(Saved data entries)
^^^^

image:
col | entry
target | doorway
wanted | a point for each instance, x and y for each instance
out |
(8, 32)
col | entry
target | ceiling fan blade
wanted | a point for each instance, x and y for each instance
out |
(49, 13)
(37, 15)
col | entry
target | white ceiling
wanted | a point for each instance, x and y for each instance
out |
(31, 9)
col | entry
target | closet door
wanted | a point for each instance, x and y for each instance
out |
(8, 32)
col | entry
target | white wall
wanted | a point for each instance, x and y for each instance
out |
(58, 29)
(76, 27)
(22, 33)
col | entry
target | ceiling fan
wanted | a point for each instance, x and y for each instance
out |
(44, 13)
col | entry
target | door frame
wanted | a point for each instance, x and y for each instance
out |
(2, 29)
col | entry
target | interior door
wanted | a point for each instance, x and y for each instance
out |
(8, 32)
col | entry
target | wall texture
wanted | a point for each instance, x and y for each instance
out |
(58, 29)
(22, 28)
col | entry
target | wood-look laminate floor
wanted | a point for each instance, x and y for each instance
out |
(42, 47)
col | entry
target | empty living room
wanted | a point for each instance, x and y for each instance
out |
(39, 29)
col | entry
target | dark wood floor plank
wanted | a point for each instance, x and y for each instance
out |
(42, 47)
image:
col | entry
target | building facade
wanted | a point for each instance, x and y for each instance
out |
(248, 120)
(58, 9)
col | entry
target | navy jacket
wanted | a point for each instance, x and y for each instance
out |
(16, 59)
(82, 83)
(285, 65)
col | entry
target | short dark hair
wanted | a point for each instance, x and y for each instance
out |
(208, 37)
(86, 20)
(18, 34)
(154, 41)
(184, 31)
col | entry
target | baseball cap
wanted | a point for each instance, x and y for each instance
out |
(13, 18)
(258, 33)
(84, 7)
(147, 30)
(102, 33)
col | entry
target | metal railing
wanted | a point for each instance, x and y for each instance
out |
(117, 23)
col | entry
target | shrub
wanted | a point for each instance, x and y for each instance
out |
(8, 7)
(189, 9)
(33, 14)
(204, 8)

^^^^

* WORK REQUEST *
For every line in the data above that holds "floor", return the line itself.

* REPLY TO THE EXERCISE *
target | wood-look laminate floor
target | dark wood floor plank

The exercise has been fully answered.